◆ INSTRUCTIONS FOR THE TASK
Copy the entries below verbatim, starting with the line that contains "Return the outline of every instance of the cloud" and ending with the line that contains "92 76 L 101", both lines included.
----------
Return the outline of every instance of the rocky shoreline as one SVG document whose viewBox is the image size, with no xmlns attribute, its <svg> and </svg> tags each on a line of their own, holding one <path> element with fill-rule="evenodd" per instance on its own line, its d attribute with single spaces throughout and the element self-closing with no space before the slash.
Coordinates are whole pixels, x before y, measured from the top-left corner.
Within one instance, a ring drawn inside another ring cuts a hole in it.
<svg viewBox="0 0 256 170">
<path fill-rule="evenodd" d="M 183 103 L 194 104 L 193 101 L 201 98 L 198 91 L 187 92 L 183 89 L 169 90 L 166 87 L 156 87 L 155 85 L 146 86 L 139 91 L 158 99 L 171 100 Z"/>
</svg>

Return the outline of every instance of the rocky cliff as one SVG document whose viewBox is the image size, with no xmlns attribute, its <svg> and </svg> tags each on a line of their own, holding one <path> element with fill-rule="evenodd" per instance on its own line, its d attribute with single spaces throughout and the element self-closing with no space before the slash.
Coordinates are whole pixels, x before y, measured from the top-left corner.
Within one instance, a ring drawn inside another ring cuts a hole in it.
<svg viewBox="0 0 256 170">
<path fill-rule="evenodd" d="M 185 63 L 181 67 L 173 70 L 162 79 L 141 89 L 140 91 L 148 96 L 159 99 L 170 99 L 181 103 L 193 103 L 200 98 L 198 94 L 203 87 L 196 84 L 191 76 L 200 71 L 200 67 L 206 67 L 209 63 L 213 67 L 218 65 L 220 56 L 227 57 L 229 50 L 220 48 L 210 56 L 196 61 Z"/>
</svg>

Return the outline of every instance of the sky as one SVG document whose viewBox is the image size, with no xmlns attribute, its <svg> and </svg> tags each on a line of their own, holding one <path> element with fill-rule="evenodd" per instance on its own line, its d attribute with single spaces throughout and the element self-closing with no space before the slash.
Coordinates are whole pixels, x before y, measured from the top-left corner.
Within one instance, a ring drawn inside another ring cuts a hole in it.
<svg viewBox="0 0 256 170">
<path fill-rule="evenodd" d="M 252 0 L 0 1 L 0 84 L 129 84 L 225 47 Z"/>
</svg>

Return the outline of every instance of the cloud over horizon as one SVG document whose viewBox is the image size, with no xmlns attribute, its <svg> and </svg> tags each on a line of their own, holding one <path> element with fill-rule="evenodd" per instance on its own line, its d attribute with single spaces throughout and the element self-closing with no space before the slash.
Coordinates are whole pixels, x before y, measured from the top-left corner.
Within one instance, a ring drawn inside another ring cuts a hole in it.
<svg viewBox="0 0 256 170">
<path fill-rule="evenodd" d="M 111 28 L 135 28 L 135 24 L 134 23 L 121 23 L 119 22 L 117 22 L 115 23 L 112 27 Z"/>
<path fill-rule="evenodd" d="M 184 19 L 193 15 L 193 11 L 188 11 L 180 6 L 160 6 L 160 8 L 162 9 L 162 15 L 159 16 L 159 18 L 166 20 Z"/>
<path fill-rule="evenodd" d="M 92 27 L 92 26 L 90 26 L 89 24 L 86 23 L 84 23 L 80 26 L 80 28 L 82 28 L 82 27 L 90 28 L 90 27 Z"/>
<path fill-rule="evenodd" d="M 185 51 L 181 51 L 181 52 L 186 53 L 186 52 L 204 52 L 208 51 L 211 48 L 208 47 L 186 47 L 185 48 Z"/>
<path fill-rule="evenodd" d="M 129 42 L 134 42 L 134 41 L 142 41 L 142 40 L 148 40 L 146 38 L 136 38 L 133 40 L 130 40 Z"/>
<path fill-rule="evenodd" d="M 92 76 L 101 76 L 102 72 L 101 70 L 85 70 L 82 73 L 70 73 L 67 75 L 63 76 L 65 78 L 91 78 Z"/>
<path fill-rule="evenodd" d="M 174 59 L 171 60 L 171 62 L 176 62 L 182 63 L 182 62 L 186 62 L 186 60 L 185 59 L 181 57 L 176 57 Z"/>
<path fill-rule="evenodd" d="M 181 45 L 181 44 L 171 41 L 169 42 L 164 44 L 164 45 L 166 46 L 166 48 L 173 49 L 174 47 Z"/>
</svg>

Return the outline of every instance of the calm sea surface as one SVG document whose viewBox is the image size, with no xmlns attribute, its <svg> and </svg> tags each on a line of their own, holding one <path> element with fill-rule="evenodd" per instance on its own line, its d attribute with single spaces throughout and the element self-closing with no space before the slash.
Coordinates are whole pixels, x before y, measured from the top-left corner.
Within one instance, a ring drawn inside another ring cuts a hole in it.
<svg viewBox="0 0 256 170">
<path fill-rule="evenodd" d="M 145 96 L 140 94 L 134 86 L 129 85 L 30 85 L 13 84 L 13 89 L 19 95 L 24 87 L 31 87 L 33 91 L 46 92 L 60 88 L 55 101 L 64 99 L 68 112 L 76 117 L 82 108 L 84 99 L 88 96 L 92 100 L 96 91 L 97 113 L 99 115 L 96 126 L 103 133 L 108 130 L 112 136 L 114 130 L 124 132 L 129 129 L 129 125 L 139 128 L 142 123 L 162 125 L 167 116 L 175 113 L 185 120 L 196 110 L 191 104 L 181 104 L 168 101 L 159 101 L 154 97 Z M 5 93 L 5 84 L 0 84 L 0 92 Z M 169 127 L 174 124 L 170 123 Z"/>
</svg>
----------
◆ ANSWER
Return the outline of every instance of the cloud over horizon as one SVG document whose viewBox is the image size, with no xmlns attribute, its <svg> and </svg> tags each on a line of their own, holding one <path> element with fill-rule="evenodd" per instance on its own line, its d attribute with single spaces throughout and the element self-closing with no space before the slash.
Coordinates are whole pixels, x before y, measured from the top-left corner.
Within one instance, a ring drawn inside another ring cuts a hole in it.
<svg viewBox="0 0 256 170">
<path fill-rule="evenodd" d="M 111 28 L 135 28 L 135 24 L 134 23 L 121 23 L 119 22 L 117 22 L 115 23 L 112 27 Z"/>
<path fill-rule="evenodd" d="M 184 19 L 193 15 L 193 11 L 188 11 L 180 6 L 160 6 L 160 8 L 162 9 L 162 15 L 159 16 L 159 18 L 166 20 Z"/>
<path fill-rule="evenodd" d="M 92 27 L 92 26 L 90 26 L 89 24 L 86 23 L 84 23 L 80 26 L 80 28 L 82 28 L 82 27 L 90 28 L 90 27 Z"/>
<path fill-rule="evenodd" d="M 185 51 L 181 51 L 181 52 L 186 53 L 186 52 L 204 52 L 208 51 L 211 48 L 208 47 L 186 47 L 185 48 Z"/>
<path fill-rule="evenodd" d="M 129 42 L 134 42 L 134 41 L 142 41 L 142 40 L 148 40 L 146 38 L 136 38 L 133 40 L 130 40 Z"/>
<path fill-rule="evenodd" d="M 92 76 L 101 76 L 102 72 L 101 70 L 85 70 L 82 73 L 70 73 L 67 75 L 63 76 L 65 78 L 91 78 Z"/>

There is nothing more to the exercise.